▶ _What is asked_
Convert the lines starting at the one containing "Could you please indicate the fog" and ending at the last line into a two-column CSV with the headers text and answer. Give one row for each line and its answer, with every field in quotation marks and any line breaks replaced by spaces.

Stored data
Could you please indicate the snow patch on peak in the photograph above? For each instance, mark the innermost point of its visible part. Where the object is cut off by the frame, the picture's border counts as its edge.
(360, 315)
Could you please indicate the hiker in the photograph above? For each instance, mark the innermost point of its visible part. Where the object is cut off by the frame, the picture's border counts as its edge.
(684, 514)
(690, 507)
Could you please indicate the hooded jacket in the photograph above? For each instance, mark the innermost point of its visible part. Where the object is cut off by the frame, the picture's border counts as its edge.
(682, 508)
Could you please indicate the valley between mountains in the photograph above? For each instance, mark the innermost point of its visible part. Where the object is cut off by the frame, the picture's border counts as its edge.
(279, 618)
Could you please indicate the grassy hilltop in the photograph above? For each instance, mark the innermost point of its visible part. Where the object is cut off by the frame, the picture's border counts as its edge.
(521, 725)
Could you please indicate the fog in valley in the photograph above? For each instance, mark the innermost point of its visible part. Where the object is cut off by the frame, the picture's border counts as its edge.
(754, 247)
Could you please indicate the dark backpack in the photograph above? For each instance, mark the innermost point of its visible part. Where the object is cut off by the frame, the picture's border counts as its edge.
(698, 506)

▶ _Answer to this exercise_
text,answer
"Could you please indicate the fog in valley in the photograph above? For each instance, mark the innermost point of its visible part. Where the object is cut off by the frame, the picture's border counts as its edge.","(754, 247)"
"Could you please indicate the dark backpack in the photograph above? For each instance, mark the innermost point of its visible part. Where the object is cut off by the frame, the picture's border counts as its edge.","(698, 506)"